(Supplied records):
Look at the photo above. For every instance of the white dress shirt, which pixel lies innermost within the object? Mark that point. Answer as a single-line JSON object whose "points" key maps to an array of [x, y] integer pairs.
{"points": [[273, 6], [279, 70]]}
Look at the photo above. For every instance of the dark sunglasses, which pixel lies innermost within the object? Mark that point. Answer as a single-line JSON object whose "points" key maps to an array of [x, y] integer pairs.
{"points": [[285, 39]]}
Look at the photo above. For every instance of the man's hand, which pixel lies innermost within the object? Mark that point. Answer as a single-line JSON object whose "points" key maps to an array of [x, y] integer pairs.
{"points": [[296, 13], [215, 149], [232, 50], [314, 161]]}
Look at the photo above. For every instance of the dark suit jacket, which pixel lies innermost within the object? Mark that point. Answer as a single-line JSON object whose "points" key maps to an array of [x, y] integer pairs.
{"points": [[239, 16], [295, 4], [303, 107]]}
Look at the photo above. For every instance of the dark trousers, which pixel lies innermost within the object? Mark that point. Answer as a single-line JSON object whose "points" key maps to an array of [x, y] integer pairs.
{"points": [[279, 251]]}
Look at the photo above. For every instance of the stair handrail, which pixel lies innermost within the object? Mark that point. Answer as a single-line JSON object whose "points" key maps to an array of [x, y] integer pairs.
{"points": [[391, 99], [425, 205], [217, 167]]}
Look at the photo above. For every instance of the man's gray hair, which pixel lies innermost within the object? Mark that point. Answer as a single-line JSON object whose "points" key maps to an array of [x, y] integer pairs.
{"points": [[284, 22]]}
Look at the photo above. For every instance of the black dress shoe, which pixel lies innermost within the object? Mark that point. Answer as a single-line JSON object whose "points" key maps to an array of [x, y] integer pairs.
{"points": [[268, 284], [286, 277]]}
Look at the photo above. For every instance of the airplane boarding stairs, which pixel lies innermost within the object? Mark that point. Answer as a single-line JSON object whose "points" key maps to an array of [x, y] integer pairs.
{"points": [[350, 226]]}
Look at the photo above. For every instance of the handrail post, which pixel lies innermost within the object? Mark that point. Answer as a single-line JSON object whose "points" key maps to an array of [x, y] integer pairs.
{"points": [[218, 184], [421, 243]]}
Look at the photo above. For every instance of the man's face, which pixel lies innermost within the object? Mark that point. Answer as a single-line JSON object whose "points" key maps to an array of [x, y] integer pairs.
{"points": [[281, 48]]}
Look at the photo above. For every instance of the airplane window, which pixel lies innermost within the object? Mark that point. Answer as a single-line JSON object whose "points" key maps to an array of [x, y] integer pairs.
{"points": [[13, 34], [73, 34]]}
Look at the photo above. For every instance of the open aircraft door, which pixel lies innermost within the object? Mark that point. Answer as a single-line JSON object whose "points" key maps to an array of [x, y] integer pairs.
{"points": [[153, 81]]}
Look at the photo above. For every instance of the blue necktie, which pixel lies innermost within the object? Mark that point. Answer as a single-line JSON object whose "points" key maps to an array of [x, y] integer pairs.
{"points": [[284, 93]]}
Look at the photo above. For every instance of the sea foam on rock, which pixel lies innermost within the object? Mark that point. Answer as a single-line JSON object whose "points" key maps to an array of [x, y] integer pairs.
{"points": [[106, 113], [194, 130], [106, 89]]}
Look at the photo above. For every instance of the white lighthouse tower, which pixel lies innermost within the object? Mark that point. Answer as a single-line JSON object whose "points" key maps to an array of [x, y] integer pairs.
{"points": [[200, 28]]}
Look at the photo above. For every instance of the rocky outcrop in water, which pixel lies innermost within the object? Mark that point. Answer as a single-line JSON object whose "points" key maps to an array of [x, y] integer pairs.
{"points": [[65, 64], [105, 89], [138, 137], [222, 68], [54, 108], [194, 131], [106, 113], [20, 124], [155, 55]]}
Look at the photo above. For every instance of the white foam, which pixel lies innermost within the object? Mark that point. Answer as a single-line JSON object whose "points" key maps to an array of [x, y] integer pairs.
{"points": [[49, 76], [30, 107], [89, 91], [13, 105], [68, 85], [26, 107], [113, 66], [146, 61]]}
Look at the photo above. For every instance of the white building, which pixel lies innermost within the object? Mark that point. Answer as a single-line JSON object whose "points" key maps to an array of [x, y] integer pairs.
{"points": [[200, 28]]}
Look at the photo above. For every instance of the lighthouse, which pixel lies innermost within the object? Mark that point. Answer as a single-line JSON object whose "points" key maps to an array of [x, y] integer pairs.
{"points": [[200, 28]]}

(Task to complete): Can you rescale the lines starting with the line containing "Look at the photo above. For every instance of the rocky" and going on through the end of the records, writing them all out again with the requests unchanged but every point coordinate in the answers multiplied by 2.25 and rounded to a whole number, halves rounded up?

(Expected answer):
Look at the photo above. For every instance of the rocky outcrop in water, which pixel lies innermost within the object? Mark that point. Answer as a single-line JSON object whose "points" key maps to an array of [x, y] integer pairs.
{"points": [[146, 144], [236, 200], [311, 308], [500, 153], [122, 243], [437, 295], [239, 254], [45, 279], [349, 124]]}
Look at the photo above. For every instance of the white foam, which pixel lies innermost within the object? Mark that point. Answer as a single-line JSON object whose "points" key maps to an array of [x, y] integer pairs.
{"points": [[110, 171], [68, 241], [200, 205], [29, 236], [153, 191], [59, 241], [254, 149], [329, 137]]}
Look at the photo above. For every instance of the white building, which pixel lies innermost within the object? Mark that point. Answer as a single-line JSON object whose "points" key maps to an array of [x, y] integer pairs.
{"points": [[450, 63]]}
Look at the photo above. For every instance of the lighthouse, which pixel lies innermost within the object? Mark that point. Answer as a single-line JSON object whose "points" key maps to an array of [x, y] integer pairs.
{"points": [[450, 63]]}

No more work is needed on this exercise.